REQUIRED WORK:
(1) From the passage on Ester Wajcblum, write out everything from "Ester (Estusia/Esterka) Wajcblum" down to "Plant) gunpowder room.".
(2) According to the passage on Ester Wajcblum, when were Ester and Hanka transferred to Auschwitz-Birkenau?

---------- DOCUMENT SEGMENT ----------

Ester (Estusia/Esterka) Wajcblum (1924–1945) was a Jewish resistance fighter in the Auschwitz underground and one of four women hanged in the Auschwitz concentration camp for her role in the Sonderkommando revolt of October 7, 1944.

Life

Family 
Ester was born to Jakub and Rebeka (née Jaglom) Wajcblum in Warsaw, Poland. She had an older sister, Sabina, and a younger sister, Hanka Wajcblum (Anna Heilman).

Warsaw Ghetto 
The family, with the exception of Sabina who had married and left Poland, was forced into the Warsaw Ghetto and in May 1943 were deported to Majdanek where Ester and Hanka's parents were killed.

Auschwitz Uprising 
Ester and Hanka were transferred to Auschwitz-Birkenau in September 1943. Upon arrival, they were assigned to forced labor in the Weichsel-Union-Metalwerke (Union Munitions Plant) gunpowder room.

---------- INFORMATION PROVIDED ----------

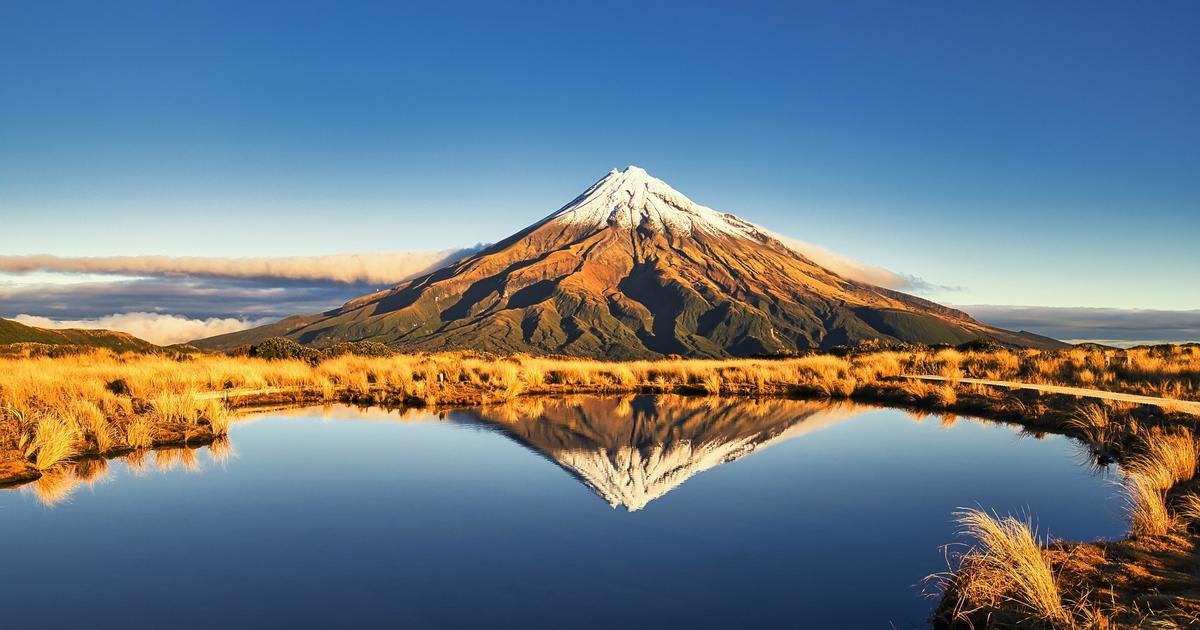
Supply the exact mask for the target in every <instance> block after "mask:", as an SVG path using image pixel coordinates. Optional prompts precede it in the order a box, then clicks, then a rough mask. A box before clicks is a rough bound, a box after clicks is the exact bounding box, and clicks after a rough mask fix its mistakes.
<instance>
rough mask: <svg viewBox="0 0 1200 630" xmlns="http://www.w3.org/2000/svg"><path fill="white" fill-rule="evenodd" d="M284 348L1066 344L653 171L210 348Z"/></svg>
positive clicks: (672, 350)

----------

OUTPUTS IN ORDER:
(1)
Ester (Estusia/Esterka) Wajcblum (1924–1945) was a Jewish resistance fighter in the Auschwitz underground and one of four women hanged in the Auschwitz concentration camp for her role in the Sonderkommando revolt of October 7, 1944.

Life

Family 
Ester was born to Jakub and Rebeka (née Jaglom) Wajcblum in Warsaw, Poland. She had an older sister, Sabina, and a younger sister, Hanka Wajcblum (Anna Heilman).

Warsaw Ghetto 
The family, with the exception of Sabina who had married and left Poland, was forced into the Warsaw Ghetto and in May 1943 were deported to Majdanek where Ester and Hanka's parents were killed.

Auschwitz Uprising 
Ester and Hanka were transferred to Auschwitz-Birkenau in September 1943. Upon arrival, they were assigned to forced labor in the Weichsel-Union-Metalwerke (Union Munitions Plant) gunpowder room.

(2) September 1943